WHAT YOU SHOULD DO: Put every line of the entries below into a numbered list, omitting blank lines and leaving the pictures out.

begin

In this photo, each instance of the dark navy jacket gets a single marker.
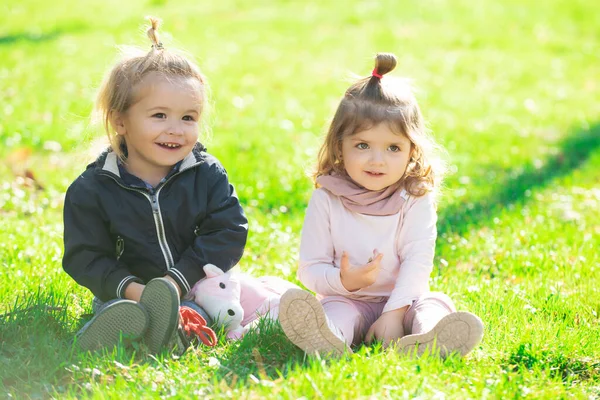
(116, 233)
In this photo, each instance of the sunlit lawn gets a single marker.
(509, 88)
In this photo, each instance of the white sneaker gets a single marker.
(458, 332)
(305, 324)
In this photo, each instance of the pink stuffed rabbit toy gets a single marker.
(236, 300)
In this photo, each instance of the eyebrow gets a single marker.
(161, 108)
(396, 143)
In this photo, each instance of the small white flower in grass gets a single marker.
(531, 308)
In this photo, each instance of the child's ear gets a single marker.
(118, 122)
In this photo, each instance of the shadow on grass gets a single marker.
(35, 336)
(574, 150)
(558, 365)
(41, 37)
(265, 355)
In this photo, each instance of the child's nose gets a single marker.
(176, 129)
(377, 157)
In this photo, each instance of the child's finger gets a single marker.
(344, 263)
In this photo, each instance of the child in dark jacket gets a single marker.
(143, 219)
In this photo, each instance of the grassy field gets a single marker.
(509, 88)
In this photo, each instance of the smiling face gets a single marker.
(161, 127)
(377, 157)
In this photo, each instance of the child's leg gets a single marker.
(352, 317)
(161, 299)
(433, 319)
(114, 320)
(305, 324)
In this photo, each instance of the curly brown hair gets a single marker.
(375, 100)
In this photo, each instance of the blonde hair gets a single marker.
(372, 101)
(117, 91)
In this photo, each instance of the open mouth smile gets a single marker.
(169, 145)
(374, 174)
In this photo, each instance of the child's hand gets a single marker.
(388, 327)
(356, 277)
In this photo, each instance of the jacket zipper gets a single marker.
(158, 222)
(160, 229)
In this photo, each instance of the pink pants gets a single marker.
(355, 317)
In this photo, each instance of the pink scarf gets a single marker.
(356, 198)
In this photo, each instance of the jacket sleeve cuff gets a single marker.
(182, 280)
(115, 284)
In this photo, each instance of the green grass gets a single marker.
(509, 88)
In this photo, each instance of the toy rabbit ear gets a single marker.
(212, 270)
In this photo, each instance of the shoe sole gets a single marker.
(458, 332)
(161, 300)
(123, 319)
(304, 322)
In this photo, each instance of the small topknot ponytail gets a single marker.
(152, 32)
(384, 63)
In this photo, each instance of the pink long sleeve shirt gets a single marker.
(406, 239)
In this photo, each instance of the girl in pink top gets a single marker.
(369, 233)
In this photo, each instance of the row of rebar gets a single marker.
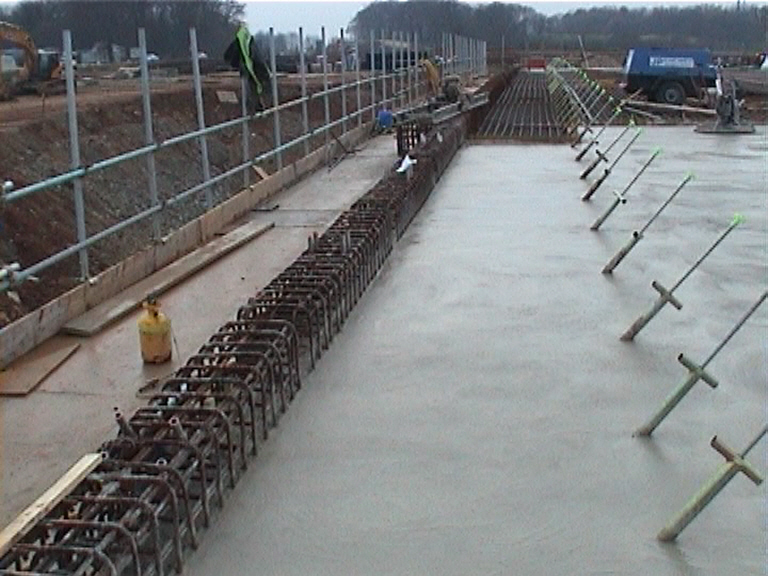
(160, 480)
(576, 98)
(523, 111)
(547, 105)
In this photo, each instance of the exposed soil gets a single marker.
(35, 145)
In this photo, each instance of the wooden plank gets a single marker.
(25, 521)
(99, 317)
(26, 373)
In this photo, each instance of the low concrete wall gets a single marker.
(27, 332)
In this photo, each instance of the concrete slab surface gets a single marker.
(475, 415)
(70, 414)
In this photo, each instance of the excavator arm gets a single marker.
(12, 36)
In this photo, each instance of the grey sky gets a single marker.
(289, 15)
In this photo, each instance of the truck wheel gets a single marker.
(671, 93)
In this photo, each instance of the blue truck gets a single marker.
(669, 75)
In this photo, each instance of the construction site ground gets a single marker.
(71, 412)
(476, 413)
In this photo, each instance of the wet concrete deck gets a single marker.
(70, 414)
(475, 416)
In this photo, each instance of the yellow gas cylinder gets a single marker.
(154, 333)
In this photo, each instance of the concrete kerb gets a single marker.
(31, 330)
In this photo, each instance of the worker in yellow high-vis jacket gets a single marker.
(243, 54)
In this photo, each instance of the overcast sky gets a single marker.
(289, 15)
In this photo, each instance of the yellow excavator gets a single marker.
(24, 68)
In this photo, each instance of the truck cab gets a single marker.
(669, 75)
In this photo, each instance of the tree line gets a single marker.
(166, 23)
(740, 27)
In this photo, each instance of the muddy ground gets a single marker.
(35, 144)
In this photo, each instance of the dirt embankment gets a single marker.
(35, 145)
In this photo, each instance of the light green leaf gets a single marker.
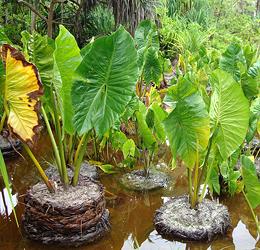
(187, 126)
(152, 69)
(144, 132)
(105, 82)
(230, 60)
(67, 58)
(118, 139)
(251, 182)
(146, 35)
(40, 50)
(229, 113)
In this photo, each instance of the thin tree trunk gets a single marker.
(34, 16)
(257, 12)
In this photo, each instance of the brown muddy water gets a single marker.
(131, 214)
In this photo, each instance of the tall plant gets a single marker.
(201, 138)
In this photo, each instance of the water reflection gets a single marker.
(5, 203)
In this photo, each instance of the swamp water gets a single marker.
(131, 214)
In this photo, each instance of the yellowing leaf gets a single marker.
(22, 90)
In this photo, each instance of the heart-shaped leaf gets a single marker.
(22, 91)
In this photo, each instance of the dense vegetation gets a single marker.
(132, 76)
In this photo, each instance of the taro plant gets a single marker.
(85, 92)
(202, 138)
(251, 187)
(22, 88)
(20, 91)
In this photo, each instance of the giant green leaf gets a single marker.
(67, 58)
(39, 50)
(251, 181)
(188, 125)
(105, 82)
(229, 113)
(23, 88)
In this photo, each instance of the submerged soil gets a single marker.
(131, 214)
(177, 220)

end

EXERCISE OUTPUT:
1. In this photo, each instance of the dark navy jacket gets a single marker.
2. (116, 233)
3. In this photo, each instance of the sunlit lawn gets a single marker.
4. (509, 88)
5. In this photo, each instance of the white sneaker gets a single marker.
6. (458, 332)
7. (305, 324)
8. In this photo, each instance of the pink stuffed rabbit toy gets a single marker.
9. (236, 300)
10. In this photo, each instance of the eyebrow gets a single marker.
11. (161, 108)
12. (396, 143)
13. In this photo, each instance of the small white flower in grass gets a single marker.
14. (531, 308)
15. In this photo, each instance of the child's ear gets a single marker.
16. (118, 122)
17. In this photo, each instance of the shadow on grass gets a single marker.
18. (35, 336)
19. (574, 150)
20. (558, 365)
21. (41, 37)
22. (265, 355)
23. In this photo, each instance of the child's nose gets a single marker.
24. (176, 129)
25. (377, 157)
26. In this photo, each instance of the child's finger gets a single marker.
27. (344, 263)
28. In this photo, each instance of the child in dark jacket gets a single marker.
29. (143, 219)
30. In this photo, each instance of the grassy field gets a single marker.
31. (509, 88)
32. In this photo, each instance of the smiling face gets a single marker.
33. (161, 127)
34. (377, 157)
35. In this photo, each instance of the child's leg gets a single marker.
36. (352, 317)
37. (161, 299)
38. (433, 319)
39. (114, 320)
40. (305, 324)
41. In this photo, each instance of the curly brown hair gets a single marker.
42. (375, 100)
43. In this photo, each instance of the blonde hair gets a single marker.
44. (372, 101)
45. (117, 91)
46. In this photo, each instance of the open mouth smile gets a single marker.
47. (169, 145)
48. (374, 174)
49. In this photo, each instance of the child's hand gets a single marker.
50. (388, 327)
51. (356, 277)
52. In this photo, each instance of the jacket zipper gets a single marker.
53. (158, 222)
54. (160, 229)
55. In this photo, each instance of the pink pants gets a single marker.
56. (355, 317)
57. In this photo, each instance of the pink scarf gets a single marker.
58. (356, 198)
59. In this photo, each instance of the jacket sleeve cuff gets a single marker.
60. (182, 280)
61. (115, 284)
62. In this photo, each instance of the green grass gets a single marker.
63. (509, 88)
64. In this photo, each instance of the toy rabbit ear gets a single marker.
65. (212, 270)
66. In this photo, each instance of the shoe sole gets a single marker.
67. (458, 332)
68. (161, 300)
69. (123, 319)
70. (304, 322)
71. In this photo, each instance of the small topknot ponytail gets a single marker.
72. (152, 32)
73. (384, 63)
74. In this photo, each instance of the pink long sleeve shirt gets a single marker.
75. (406, 239)
76. In this photo, each instance of the girl in pink top gets a single marker.
77. (369, 233)
78. In this photo, each instance of the row of rebar gets a single marker.
79. (160, 480)
80. (576, 98)
81. (523, 111)
82. (547, 105)
83. In this photo, each instance of the exposed soil gets a single marker.
84. (35, 145)
85. In this photo, each instance of the wooden plank gets a single marker.
86. (25, 521)
87. (99, 317)
88. (26, 373)
89. In this photo, each instance of the low concrete wall gets a single marker.
90. (27, 332)
91. In this photo, each instance of the concrete slab surface gets a single marker.
92. (475, 415)
93. (70, 414)
94. In this photo, each instance of the excavator arm gets a single marker.
95. (12, 36)
96. In this photo, each instance of the grey sky gets a single marker.
97. (289, 15)
98. In this photo, each instance of the truck wheel gets a single marker.
99. (671, 93)
100. In this photo, each instance of the blue truck gets a single marker.
101. (669, 75)
102. In this photo, each instance of the construction site ground gets a single marker.
103. (71, 412)
104. (476, 413)
105. In this photo, each instance of the wet concrete deck gets a single marker.
106. (70, 414)
107. (475, 416)
108. In this photo, each instance of the yellow gas cylinder gets a single marker.
109. (154, 333)
110. In this photo, each instance of the concrete kerb gets a single marker.
111. (31, 330)
112. In this photo, each instance of the worker in yellow high-vis jacket gets a single marker.
113. (243, 54)
114. In this photo, each instance of the overcast sky gets a single marker.
115. (289, 15)
116. In this photo, each instance of the yellow excavator gets a single marker.
117. (24, 68)
118. In this photo, each instance of the truck cab gets a single marker.
119. (669, 75)
120. In this photo, each instance of the tree line gets a single marker.
121. (166, 23)
122. (740, 27)
123. In this photo, each instance of the muddy ground gets a single marker.
124. (35, 144)
125. In this photo, each instance of the dirt embankment gets a single marker.
126. (35, 145)
127. In this photo, each instance of the light green leaf gets a single marker.
128. (187, 126)
129. (152, 69)
130. (144, 132)
131. (105, 82)
132. (230, 60)
133. (67, 58)
134. (118, 139)
135. (251, 182)
136. (146, 35)
137. (40, 50)
138. (229, 113)
139. In this photo, each instance of the thin tree trunk gets a single marker.
140. (34, 16)
141. (257, 12)
142. In this photo, each instance of the brown muddy water gets a single marker.
143. (131, 214)
144. In this photo, each instance of the tall plant gets a single marker.
145. (201, 138)
146. In this photo, each instance of the water reflection gets a single marker.
147. (5, 203)
148. In this photo, each instance of the swamp water gets a single marker.
149. (131, 214)
150. In this photo, each instance of the yellowing leaf gets a single marker.
151. (22, 90)
152. In this photo, each instance of the heart-shaped leaf gets a single marker.
153. (22, 91)
154. In this photo, each instance of the dense vegetation gets a single marker.
155. (132, 76)
156. In this photo, each instance of the taro plant gets a single marker.
157. (85, 92)
158. (202, 138)
159. (251, 187)
160. (22, 88)
161. (20, 91)
162. In this photo, each instance of the giant green leaf gets a single marker.
163. (67, 58)
164. (39, 50)
165. (251, 181)
166. (188, 125)
167. (105, 82)
168. (229, 113)
169. (23, 88)
170. In this photo, each instance of the submerged soil gets a single marker.
171. (131, 214)
172. (177, 220)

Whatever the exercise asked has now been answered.